**TEXTE CHOISI**
┏━━

Comment les sacrements agissent comme des contrats
Deux sacrements différents
Le mot « sacrement » vient du mot latin sacramentum. Il était utilisé de deux façons à l’époque. Premièrement, il décrivait le serment prêté par les soldats de l’armée romaine. C’était un engagement d’allégeance sacré. Deuxièmement, en droit civil romain, lorsque vous attaquiez quelqu’un en justice, les deux parties plaçaient le montant contesté dans un fonds commun. À la conclusion du dossier, la partie gagnante remportait le tout. Mais jusqu’à ce moment, le montant bloqué était sacramentum ou, comme on l’entend parfois aujourd’hui : « sacro-saint ». En ce sens, sacramentum faisait référence à de l’eau, du pain et du vin qui étaient destinés, non pas à leur usage ordinaire, mais à la représentation de la promesse de Dieu envers nous dans l’Évangile, et à notre réponse à ce qu’ils symbolisent.
Le sens du terme sacramentum a été brouillé, car il était aussi utilisé pour traduire le mot grec pour «mystère» (mystērion). Ce dernier est utilisé dans le Nouveau Testament pour faire référence à la révélation de Christ dans l’Évangile (Col 1.27 ; 2.2 ; 1 Ti 3.16) et à la relation entre Christ et l’Église. Mystērion n’est toutefois jamais utilisé en référence aux sacrements dans le Nouveau Testament. Le problème était que l’association au mot « mystère » insinuait que les sacrements étaient mêlés aux pratiques religieuses des « religions à mystères » romaines, qui étaient censées conférer des pouvoirs magiques à leurs adeptes. Ainsi, dans la théologie médiévale, les sacrements étaient communément perçus comme des éléments disposant d’un pouvoir spirituel intrinsèque.
Afin d’éviter ces associations erronées, certaines Églises ont préféré le terme ordonnances pour décrire le baptême et la sainte cène, puisque ces pratiques sont « ordonnées » par Christ. Le problème avec ce terme, c’est qu’il ne distingue pas le baptême et la sainte cène des autres pratiques ordonnées par Christ (comme la prédication et la prière). Le baptême et la sainte cène ont des rôles distincts en tant qu’expressions d’adhésion et d’appartenance à l’Église. En outre, leur aspect physique les rend uniques et nous oblige à les considérer d’une manière différente.
Ce vocabulaire d’engagement, de sceau, de signe et de témoignage reflète le langage utilisé dans les confessions de foi des Églises de la Réforme. La Confession de La Rochelle ou Confessio Gallicana, une déclaration rédigée par Calvin et adoptée par les Églises réformées de France en 1559, affirme que les sacrements servent « de gages et de preuves de la grâce de Dieu, de sorte qu’à cause de notre faiblesse et de notre ignorance, ils concourent à soulager et à aider notre foi » (§34). Elle décrit le baptême comme un « témoignage de notre adoption » et « une attestation permanente que Jésus-Christ sera toujours notre justice et notre sanctification » (§35).

┗━━

**DONNÉES ENREGISTRÉES**
┏━━

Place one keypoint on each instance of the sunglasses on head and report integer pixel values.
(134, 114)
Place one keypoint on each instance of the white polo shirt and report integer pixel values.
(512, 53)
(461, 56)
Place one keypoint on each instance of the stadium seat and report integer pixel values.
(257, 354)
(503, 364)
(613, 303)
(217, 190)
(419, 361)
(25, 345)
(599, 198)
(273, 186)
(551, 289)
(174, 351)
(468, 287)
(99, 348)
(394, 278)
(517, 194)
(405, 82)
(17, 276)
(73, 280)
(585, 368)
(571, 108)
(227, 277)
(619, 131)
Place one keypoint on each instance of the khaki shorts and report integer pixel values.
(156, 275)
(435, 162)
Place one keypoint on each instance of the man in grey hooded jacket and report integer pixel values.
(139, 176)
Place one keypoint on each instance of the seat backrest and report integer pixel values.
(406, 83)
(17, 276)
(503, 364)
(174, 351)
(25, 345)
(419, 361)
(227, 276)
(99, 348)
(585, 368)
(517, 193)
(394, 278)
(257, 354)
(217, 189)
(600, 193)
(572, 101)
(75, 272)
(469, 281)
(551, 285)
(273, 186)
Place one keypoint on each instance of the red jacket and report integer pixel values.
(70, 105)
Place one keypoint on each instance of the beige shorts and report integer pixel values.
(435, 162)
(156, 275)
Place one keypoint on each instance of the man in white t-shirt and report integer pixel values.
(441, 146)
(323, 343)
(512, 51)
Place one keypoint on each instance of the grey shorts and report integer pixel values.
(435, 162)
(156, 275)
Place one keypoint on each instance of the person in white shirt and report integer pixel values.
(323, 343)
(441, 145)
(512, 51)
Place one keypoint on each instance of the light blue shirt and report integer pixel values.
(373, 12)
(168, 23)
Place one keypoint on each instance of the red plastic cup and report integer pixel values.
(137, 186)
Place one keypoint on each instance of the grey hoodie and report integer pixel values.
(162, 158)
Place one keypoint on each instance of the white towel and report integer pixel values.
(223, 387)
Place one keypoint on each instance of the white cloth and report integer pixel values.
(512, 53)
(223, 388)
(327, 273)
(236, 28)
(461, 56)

┗━━

**CONSIGNE**
Répondez brièvement à ces questions sur le texte consacré aux sacrements.
1. Dans l'armée romaine, que désignait le mot sacramentum ?
2. Quel mot grec le terme sacramentum servait-il aussi à traduire ?
3. En quelle année les Églises réformées de France ont-elles adopté la Confession de La Rochelle ?
Les enregistrements n'interviennent pas dans cet exercice.

**CORRIGÉ**
1. Le serment prêté par les soldats, un engagement d'allégeance sacré.
2. Le mot mystērion, qui signifie « mystère ».
3. En 1559.